Surtout, avoir une consommation écologique au quotidien coûte cher. Acheter bio, acheter une voiture électrique, faire rénover son logement pour moins gaspiller d’énergie… tout cela coûte cher, et les populations les plus précaires qui ont déjà du mal à boucler leurs fins de mois n’ont pas les moyens de se préoccuper des conséquences environnementales de leurs achats. Il semble donc que les inégalités constituent un frein notable au développement de produits plus écologiques sur le marché de la consommation. En effet, généralement, des produits plus écologiques coûtent plus cher : une étude comparative montrait en 2010 au Royaume-Uni que les produits « écologiques » ou « green » étaient en moyenne 44% plus chers que leurs équivalents « standards ». Ce n’est pas toujours le cas, mais bien souvent, c’est logique : produire un produit de façon plus écologique coûte souvent plus cher. Il faut rechercher des fournisseurs responsables, utiliser des ressources de façon plus durable, investir dans des infrastructures, des modes de transport ou des technologies plus écologiques… Bref, faire un produit plus « vert » ce n’est pas gratuit pour une entreprise, et cela se répercute donc sur le consommateur. Résultats, 4 consommateurs sur 5 estiment que les produits écologiques sont plus chers. Et ils sont 60% à déclarer qu’ils achèteraient plus volontiers un produit écolo s’il était en solde ou s’il permettait de faire des économies.
Cela tend à prouver que les populations seraient prêtes à acheter des produits écolo, mais qu’une majorité ne le font pas, tout simplement car ils n’ont pas les moyens. Les inégalités de revenu contribuent donc à freiner le développement du marché des produits écologiques. En réduisant les inégalités et en augmentant la redistribution dans la société, on réduirait la pauvreté et on donnerait donc à plus de consommateurs les moyens d’acheter des produits écologiques. Et bien entendu, cela pourrait créer une émulation dans le monde de l’entreprise sur le secteur des produits écologiques.

» **Jeu de données**
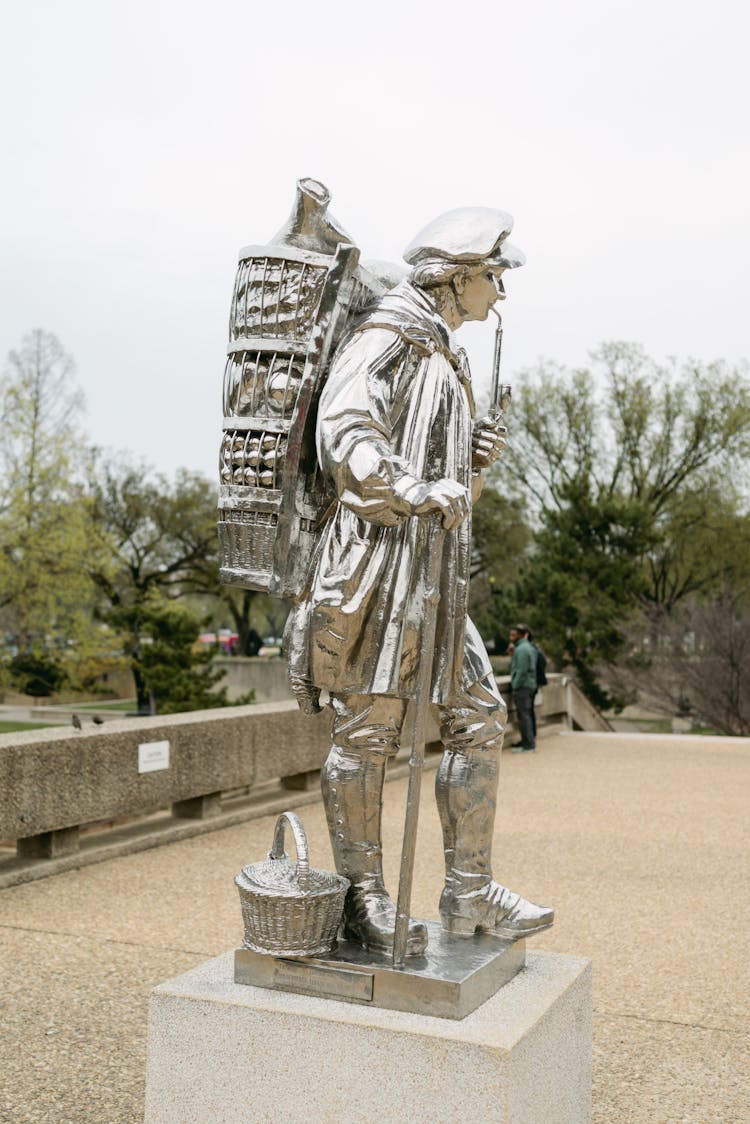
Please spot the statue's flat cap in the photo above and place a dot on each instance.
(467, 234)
==
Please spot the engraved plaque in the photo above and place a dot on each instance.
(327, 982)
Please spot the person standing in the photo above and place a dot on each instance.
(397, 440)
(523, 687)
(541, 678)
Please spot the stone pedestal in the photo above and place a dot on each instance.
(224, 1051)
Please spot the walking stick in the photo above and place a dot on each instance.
...
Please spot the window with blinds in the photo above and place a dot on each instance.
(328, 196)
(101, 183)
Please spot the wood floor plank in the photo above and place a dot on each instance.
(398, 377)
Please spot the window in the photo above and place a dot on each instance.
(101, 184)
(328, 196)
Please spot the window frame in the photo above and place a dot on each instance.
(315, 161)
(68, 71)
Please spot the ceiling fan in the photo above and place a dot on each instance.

» **Consigne**
Indiquez, d'après le texte sur la consommation écologique, de combien les produits « écologiques » étaient en moyenne plus chers que leurs équivalents « standards » selon l'étude comparative menée en 2010 au Royaume-Uni.

» **Corrigé**
Ils étaient en moyenne 44 % plus chers.